• Do this: Write each line out exactly, leaving none out.
══ Record list
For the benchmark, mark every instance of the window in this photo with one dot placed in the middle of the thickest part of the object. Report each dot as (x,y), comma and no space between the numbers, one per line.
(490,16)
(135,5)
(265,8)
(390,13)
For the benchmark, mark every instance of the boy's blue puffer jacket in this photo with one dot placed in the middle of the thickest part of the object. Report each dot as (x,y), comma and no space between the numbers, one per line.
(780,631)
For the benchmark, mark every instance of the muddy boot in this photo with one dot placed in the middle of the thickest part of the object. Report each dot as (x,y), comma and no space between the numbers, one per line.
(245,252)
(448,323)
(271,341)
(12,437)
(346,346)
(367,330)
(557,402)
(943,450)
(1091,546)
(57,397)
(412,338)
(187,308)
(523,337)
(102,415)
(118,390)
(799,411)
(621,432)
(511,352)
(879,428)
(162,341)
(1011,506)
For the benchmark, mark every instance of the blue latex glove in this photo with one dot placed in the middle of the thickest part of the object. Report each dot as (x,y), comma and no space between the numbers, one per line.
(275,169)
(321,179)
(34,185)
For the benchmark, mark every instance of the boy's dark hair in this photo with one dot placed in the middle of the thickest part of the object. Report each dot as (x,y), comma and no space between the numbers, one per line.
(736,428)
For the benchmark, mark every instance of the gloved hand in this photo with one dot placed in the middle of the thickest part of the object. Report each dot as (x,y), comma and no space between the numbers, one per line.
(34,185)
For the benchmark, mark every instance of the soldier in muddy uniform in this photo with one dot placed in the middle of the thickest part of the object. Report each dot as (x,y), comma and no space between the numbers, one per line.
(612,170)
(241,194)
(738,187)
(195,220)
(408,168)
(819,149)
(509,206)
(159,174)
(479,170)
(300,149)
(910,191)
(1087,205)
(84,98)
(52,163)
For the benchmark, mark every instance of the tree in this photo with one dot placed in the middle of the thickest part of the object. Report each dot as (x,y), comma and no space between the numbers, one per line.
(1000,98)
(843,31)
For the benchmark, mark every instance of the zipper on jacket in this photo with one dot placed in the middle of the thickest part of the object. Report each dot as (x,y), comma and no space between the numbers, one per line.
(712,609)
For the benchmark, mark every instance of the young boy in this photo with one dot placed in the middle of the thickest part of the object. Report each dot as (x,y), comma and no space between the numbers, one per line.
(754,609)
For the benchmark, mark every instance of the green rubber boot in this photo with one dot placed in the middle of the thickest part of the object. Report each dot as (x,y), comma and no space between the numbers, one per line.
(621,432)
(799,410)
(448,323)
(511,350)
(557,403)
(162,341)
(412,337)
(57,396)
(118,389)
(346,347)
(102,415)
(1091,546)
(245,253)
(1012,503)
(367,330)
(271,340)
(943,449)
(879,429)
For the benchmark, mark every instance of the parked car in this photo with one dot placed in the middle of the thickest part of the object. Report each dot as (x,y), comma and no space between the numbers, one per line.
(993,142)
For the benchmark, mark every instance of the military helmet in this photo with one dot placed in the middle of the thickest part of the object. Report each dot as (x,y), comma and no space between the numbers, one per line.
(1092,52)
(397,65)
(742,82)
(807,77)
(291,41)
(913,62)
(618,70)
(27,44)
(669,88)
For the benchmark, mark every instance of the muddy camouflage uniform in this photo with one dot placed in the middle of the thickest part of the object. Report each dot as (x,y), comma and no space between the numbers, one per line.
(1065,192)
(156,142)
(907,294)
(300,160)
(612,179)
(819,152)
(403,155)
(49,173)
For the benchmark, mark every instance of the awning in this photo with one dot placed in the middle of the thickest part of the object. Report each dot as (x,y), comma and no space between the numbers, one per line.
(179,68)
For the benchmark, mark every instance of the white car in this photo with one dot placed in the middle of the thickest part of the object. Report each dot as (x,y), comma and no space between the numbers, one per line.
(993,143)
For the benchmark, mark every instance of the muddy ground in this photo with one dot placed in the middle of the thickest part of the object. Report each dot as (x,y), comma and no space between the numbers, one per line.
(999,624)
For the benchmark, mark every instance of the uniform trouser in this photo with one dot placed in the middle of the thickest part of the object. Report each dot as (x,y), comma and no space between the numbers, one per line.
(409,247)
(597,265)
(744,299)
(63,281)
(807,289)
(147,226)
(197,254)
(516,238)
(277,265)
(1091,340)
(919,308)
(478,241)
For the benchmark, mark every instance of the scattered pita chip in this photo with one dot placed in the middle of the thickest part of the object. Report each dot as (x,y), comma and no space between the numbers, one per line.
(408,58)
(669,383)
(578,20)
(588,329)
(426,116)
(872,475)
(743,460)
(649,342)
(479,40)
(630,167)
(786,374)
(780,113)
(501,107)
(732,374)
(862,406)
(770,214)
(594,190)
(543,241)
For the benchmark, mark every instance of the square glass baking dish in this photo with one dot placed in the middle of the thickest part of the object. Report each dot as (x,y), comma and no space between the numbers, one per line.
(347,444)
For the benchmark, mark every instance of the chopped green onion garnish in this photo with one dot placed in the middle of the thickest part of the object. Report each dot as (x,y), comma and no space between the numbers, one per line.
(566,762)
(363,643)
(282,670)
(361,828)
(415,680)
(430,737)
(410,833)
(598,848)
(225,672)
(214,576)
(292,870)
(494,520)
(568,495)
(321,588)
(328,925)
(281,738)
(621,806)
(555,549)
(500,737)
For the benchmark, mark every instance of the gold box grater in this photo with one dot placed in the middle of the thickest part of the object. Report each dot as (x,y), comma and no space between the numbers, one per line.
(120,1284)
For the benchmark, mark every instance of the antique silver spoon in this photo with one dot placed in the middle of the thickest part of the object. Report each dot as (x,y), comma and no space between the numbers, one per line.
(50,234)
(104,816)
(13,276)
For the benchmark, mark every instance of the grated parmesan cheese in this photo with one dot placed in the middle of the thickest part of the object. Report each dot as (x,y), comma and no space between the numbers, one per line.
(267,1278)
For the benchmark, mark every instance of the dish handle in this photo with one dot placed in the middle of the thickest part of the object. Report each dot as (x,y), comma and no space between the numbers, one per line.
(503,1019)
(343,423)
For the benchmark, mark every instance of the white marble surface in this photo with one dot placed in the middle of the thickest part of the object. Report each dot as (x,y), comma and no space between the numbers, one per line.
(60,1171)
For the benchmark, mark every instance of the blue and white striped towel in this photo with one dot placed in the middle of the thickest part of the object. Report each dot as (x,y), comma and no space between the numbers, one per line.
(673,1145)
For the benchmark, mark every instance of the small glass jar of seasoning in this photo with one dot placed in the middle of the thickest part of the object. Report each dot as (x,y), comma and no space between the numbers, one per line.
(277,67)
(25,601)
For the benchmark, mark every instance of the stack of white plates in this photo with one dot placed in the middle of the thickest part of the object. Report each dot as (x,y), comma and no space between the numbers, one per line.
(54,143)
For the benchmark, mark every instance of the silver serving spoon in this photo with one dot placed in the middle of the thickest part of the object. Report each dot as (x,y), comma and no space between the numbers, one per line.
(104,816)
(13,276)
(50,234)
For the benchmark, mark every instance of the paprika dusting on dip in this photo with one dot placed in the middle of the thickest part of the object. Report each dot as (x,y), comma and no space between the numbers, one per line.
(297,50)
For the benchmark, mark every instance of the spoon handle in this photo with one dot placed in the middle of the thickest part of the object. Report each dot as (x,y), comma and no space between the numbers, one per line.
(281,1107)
════
• Solution to this problem:
For the benchmark, mark every instance of the window in this photo with one dot placed in the middle of the thickest part of the object. Report each dot as (x,y), comma and no space between the numbers, one per line.
(490,16)
(135,5)
(265,8)
(390,13)
For the benchmark, mark every instance of the boy's blue puffer jacket in this photo with one dot placed in the middle of the thickest part of the object. Report each dot as (x,y), comma and no space between the numbers, one per line.
(780,631)
For the benchmark, mark every instance of the muddy boot in this photo with one dot placed in the middle of the thickest part of the object. Report each dot as (x,y), comma and no space between the numbers, one per line.
(245,252)
(448,323)
(271,341)
(12,437)
(346,346)
(367,330)
(557,402)
(943,450)
(1091,546)
(57,397)
(412,338)
(187,308)
(523,337)
(102,415)
(118,390)
(799,411)
(621,432)
(511,352)
(879,428)
(162,341)
(1011,506)
For the benchmark, mark every instance of the blue latex glove in this photo with one dot placed in the middle of the thickest part of the object. Report each dot as (x,y), comma and no space between the numbers, one per line.
(275,169)
(321,179)
(34,185)
For the benchmark, mark every instance of the boy's dark hair in this photo with one dot placed in the middle of the thickest part of the object. Report each dot as (x,y), comma and no space between the numbers, one per line.
(736,428)
For the benchmark, mark every instance of the gloved hand in this photo with one dot placed in the middle of the thickest part of the object. Report each dot as (x,y), comma and no space between the numbers, one per line.
(34,185)
For the benchmark, mark every instance of the soldier in muddy uniform in this photo with one dot placed in the middle of the thickest part of the object. Report each dot as (x,y), comma and no space between the numbers, one per line.
(612,170)
(241,194)
(738,187)
(195,220)
(408,168)
(819,149)
(509,206)
(159,174)
(479,170)
(300,149)
(910,191)
(1087,205)
(84,98)
(52,163)
For the benchmark, mark every instance of the tree in this photo with one dot placed in the middle of the thickest part of the object. Report each dot as (x,y), comma and no space between the numbers, one per line.
(1000,98)
(843,31)
For the benchmark, mark every instance of the zipper on jacket in this photo with one dot placed in the middle of the thickest part of the object. Report each dot as (x,y), comma and no space between the numbers, one per line.
(712,609)
For the benchmark, mark every instance of the young boy in this photo with one dot placed in the middle of the thickest part of the object. Report each dot as (x,y), comma and no space between the numbers, one per line.
(754,609)
For the benchmark, mark every instance of the green rubber boot in this photo with one dot placed in the middle of the thickest part of the object. Report each dot as (x,y), comma and no space between the numbers, one per line.
(621,432)
(799,410)
(448,323)
(511,350)
(557,403)
(162,341)
(412,337)
(57,396)
(118,389)
(346,347)
(102,415)
(1091,546)
(245,253)
(1012,503)
(367,330)
(271,340)
(943,449)
(879,429)
For the benchmark, mark every instance of the parked car in this photo with one dot placed in the middle of the thickest part of the object. Report each dot as (x,y), comma and no space between the numbers, one per line.
(993,142)
For the benchmark, mark every instance of the military helmet in this photo with one dot placed in the middle of the thickest part of the object. Report each dot as (x,y), comma and no space between the numbers, one per line.
(1092,52)
(397,65)
(742,82)
(807,77)
(291,41)
(913,62)
(618,70)
(27,44)
(669,88)
For the benchmark, mark every instance of the muddy camouflage uniform in this photo with one dot placed in the middle of the thickest part of the object. Report each dot as (x,y), comma and no space between the numbers, one per line.
(1065,192)
(156,142)
(907,294)
(300,160)
(612,179)
(819,152)
(403,155)
(49,173)
For the benchmark, mark every instance of the awning in this photo with one dot placed in the middle of the thickest part of the object. Report each dot as (x,y), comma and no space between the numbers, one per line.
(179,68)
For the benchmark, mark every instance of the white car in this photo with one dot placed in the middle of the thickest part of the object. Report each dot as (x,y), comma and no space between the numbers, one per line.
(993,143)
For the benchmark, mark every instance of the muddy ground in this photo with one dot placed in the middle of the thickest part of the object. Report each dot as (x,y), comma and no space between the numbers, one per line.
(999,624)
For the benchmark, mark every instance of the uniform trouser in this photo with one dot placed in the middle of the thickest part of the object. Report each dot as (x,y), comma and no space between the numbers, one per line.
(409,247)
(597,265)
(744,299)
(63,281)
(807,289)
(147,226)
(197,254)
(516,238)
(277,265)
(1091,340)
(919,308)
(478,241)
For the benchmark, mark every instance of the scattered pita chip in this photo with one dot placed in the middle of the thickest part of the object. Report each dot as (x,y), comma and no space between the numbers, one per line.
(408,58)
(669,383)
(578,20)
(588,329)
(426,116)
(872,475)
(743,460)
(649,342)
(479,40)
(630,167)
(786,374)
(780,113)
(501,107)
(732,374)
(862,406)
(770,214)
(594,190)
(543,241)
For the benchmark, mark every instance of the square glass baking dish in this photo with one dot placed in the middle of the thickest part of the object. Report each dot as (x,y), comma and no space between the numbers, one per line.
(347,444)
For the benchmark, mark every instance of the chopped green onion garnish in this photo with one dot placed in the middle of the thickest part of the object. Report each dot as (x,y), comma and no space between the numbers, one per line.
(566,762)
(363,643)
(282,670)
(361,828)
(415,680)
(430,737)
(410,833)
(598,848)
(225,672)
(214,576)
(292,870)
(494,520)
(568,495)
(321,588)
(328,925)
(281,738)
(621,806)
(555,549)
(500,737)
For the benchmark, mark every instance of the gold box grater in this photo with one dot placed in the middle of the thickest part of the object. Report each dot as (x,y), comma and no space between the numbers, one per line.
(120,1284)
For the benchmark, mark every instance of the antique silver spoon in this photo with one dot placed in the middle of the thickest part of the object. Report each dot as (x,y), comma and no space between the numbers, one per line.
(50,234)
(104,816)
(13,276)
For the benchmark, mark every instance of the grated parmesan cheese in this photo with one dot placed in the middle of the thickest part of the object. Report each dot as (x,y), comma and no space between the numbers, one per line.
(267,1278)
For the benchmark, mark every instance of the dish handle in this photo with one dot placed in the middle of the thickest part of the object. Report each dot as (x,y), comma and no space between the numbers, one per line.
(503,1019)
(343,423)
For the benchmark, mark every instance of the white marble surface in this photo with one dot placed in the middle of the thickest part of the object. Report each dot as (x,y), comma and no space between the numbers, one per line.
(60,1171)
For the benchmark, mark every instance of the blue and white striped towel in this photo with one dot placed in the middle of the thickest part of the object. Report each dot as (x,y), comma and no space between the numbers, one per line.
(673,1145)
For the benchmark, mark every instance of the small glass jar of seasoning in this photo with one dot placed in the middle of the thickest part of the object. Report each dot as (x,y), comma and no space between the numbers, one per line.
(277,67)
(25,601)
For the benchmark, mark every instance of the stack of white plates in this photo with one dot placed in the middle of the thickest part of the object. Report each dot as (x,y), comma and no space between the numbers, one per line.
(54,143)
For the benchmark, mark every instance of the silver serving spoon in this photo with one dot placed in the middle of the thickest part of the object. Report each dot as (x,y), comma and no space between the numbers, one per line.
(104,816)
(13,276)
(50,234)
For the benchmark, mark every instance of the paprika dusting on dip in this photo with one dot placed in the middle of the thickest part of the object. Report each dot as (x,y), comma and no space between the numbers, one per line.
(297,50)
For the benchmark, mark every instance of the spoon handle in this photo with one dot placed in the middle of the thickest part of the object. Report each dot as (x,y), comma and no space between the numbers, one per line.
(281,1107)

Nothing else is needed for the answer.